# I SEE YELLOW



## xNISMOB14x (Nov 5, 2003)

Well last night i picked up a pair of ... Well im not sure if this is the right name but JDM Yellow headlights?... I put them on in the parking lot of the shop and damn they look tight! Everything turns yellow signs and all ill take some pics and post them? any one else got them?


----------



## NotAnotherHonda (Aug 7, 2003)

lucinos didnt come with yellow headlights, so i dunno how "JDM" they are...and i think they are prolly illegal...but they sound original


----------



## xNISMOB14x (Nov 5, 2003)

Well they might be i drove by like 2 cops last night they didnt pull me over but we will have to wait and see but tonight ill take some picks... I have some amber corners as well so the set up is ok i guess u can say... i also smoked out my tail lights...ill see what u guys think...


----------



## jlee1469 (Dec 4, 2003)

I think yellow looks pimp. My friend has em and hasn't been harrased by cops at all. Look foward to it when it snows, yellow has best performance (reflects snow the least).


----------



## xbrandonx (Mar 27, 2004)

I'm not sure about headlights, but many foglights are stock yellow without any problems.


----------



## JayL1967 (Apr 30, 2002)

post some pics


----------



## b14sleeper (Dec 31, 2004)

i just purchased a set for my tC.. they are for the fogs though. i got the ones from HALO.. they are supposed to be better than nokya and luminincs, well see about that


----------



## xbrandonx (Mar 27, 2004)

b14sleeper said:


> i just purchased a set for my tC.. they are for the fogs though.


yeah, I have the PIAA Ion Crystals for my fog lights, they look damn good with the silverstars.


----------



## asleepz (Feb 24, 2004)

I thought about going yellow in my wagon... But I decided (since I have my highs and lows split into 4 bulbs) that I'd use rice blue for the lows and just the stock bulbs for highs... Looks pretty sweet to me when they're both on. And you can still see pretty well with the blues.


----------



## xNISMOB14x (Nov 5, 2003)

Sorry guys but last night shit came up and i wasnt able to get some pics but today for sure! yeah mine are HALO's I just want work to be over so i can go home and take some pics... sorry for the wait


----------



## b14sleeper (Dec 31, 2004)

:thumbdwn: yup, im going to go with silverstars.. their in the mail. but i didnt want to buy piaa's because theyre expensive and i heard that they die out quik. i havent installed them yet though, because you have to take the front bumper off to put the lights in so damn.


----------



## xbrandonx (Mar 27, 2004)

b14sleeper said:


> i didnt want to buy piaa's because theyre expensive and i heard that they die out quik.


Silverstars don't last any longer, and really PIAA isn't that much higher then the silverstars.


----------



## Sentrixx (Apr 30, 2002)

xbrandonx said:


> yeah, I have the PIAA Ion Crystals for my fog lights, they look damn good with the silverstars.


 yeah to bad there ass expencive and don't last at all.


----------



## Sentrixx (Apr 30, 2002)

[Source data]
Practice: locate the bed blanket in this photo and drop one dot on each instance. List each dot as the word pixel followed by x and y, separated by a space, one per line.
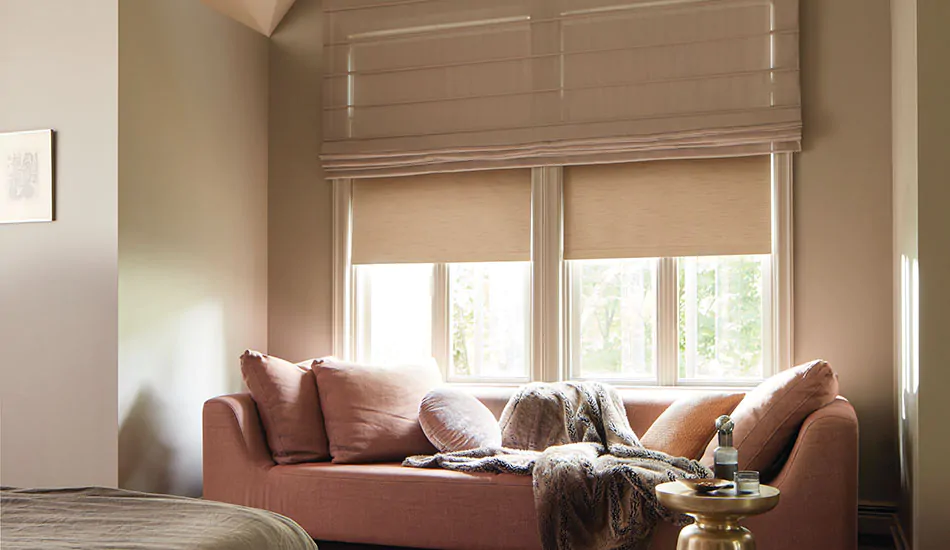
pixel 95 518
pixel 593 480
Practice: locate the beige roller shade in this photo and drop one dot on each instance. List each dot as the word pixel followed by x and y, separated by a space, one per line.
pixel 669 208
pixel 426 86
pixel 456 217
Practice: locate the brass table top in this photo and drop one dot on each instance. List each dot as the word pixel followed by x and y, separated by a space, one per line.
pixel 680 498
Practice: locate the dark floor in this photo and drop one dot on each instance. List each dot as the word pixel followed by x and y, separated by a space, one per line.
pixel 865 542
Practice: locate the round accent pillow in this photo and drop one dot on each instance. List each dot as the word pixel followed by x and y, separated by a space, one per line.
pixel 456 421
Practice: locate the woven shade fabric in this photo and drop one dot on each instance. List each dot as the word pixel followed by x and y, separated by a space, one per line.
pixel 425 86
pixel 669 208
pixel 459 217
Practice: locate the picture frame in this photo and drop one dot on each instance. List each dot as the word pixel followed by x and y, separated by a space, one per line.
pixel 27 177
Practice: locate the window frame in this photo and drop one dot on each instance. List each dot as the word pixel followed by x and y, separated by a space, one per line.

* [Written problem]
Continue the forum thread about yellow headlights above, picking up from its final line.

* [Output for this exercise]
b14sleeper said:


> i just purchased a set for my tC.. they are for the fogs though. i got the ones from HALO.. they are supposed to be better than nokya and luminincs, well see about that


 What brand are they? I bought the Luminincs ones for my fogs and I love them. I was thinking about getting there 9007's but wasn't sure if it's legal here in Fla. Let us know.


----------



## xbrandonx (Mar 27, 2004)

Sentrixx said:


> yeah to bad there ass expencive and don't last at all.


Are you talking about the PIAA or the silverstars because its the same for both


----------



## Sentrixx (Apr 30, 2002)

xbrandonx said:


> Are you talking about the PIAA or the silverstars because its the same for both



Piaa's..There over priced and don't last.. Silverstars rock. Most popular now than any other lighting.


----------



## xbrandonx (Mar 27, 2004)

Sentrixx said:


> Piaa's..There over priced and don't last.. Silverstars rock. Most popular now than any other lighting.


Silverstars are also fairly expensive and don't last very long either.


----------



## Sentrixx (Apr 30, 2002)

xbrandonx said:


> Silverstars are also fairly expensive and don't last very long either.



Well I have had my set for over a year now with no issues.


----------



## Slayer2003 (Jun 4, 2003)

Still going on the first set of Silverstars from when I got my lights from LIU, almost 2 years ago. I HAD those XD5 bulbs, but I burned through 3 of them in under a month before i said fsck it, and got the Silverstars.

They BLOW in the snow.
They BLOW in heavy rain.

I think it was also the older Lexus' that had the yellow lowbeams, and I love how those look. I kinda want to see pics of how this would look on a sentra.


----------



## xbrandonx (Mar 27, 2004)

Slayer2003 said:


> Still going on the first set of Silverstars from when I got my lights from LIU, almost 2 years ago. I HAD those XD5 bulbs, but I burned through 3 of them in under a month before i said fsck it, and got the Silverstars.
> 
> They BLOW in the snow.
> They BLOW in heavy rain.
> ...


The Lexus' fog lights are yellow.


----------



## xNISMOB14x (Nov 5, 2003)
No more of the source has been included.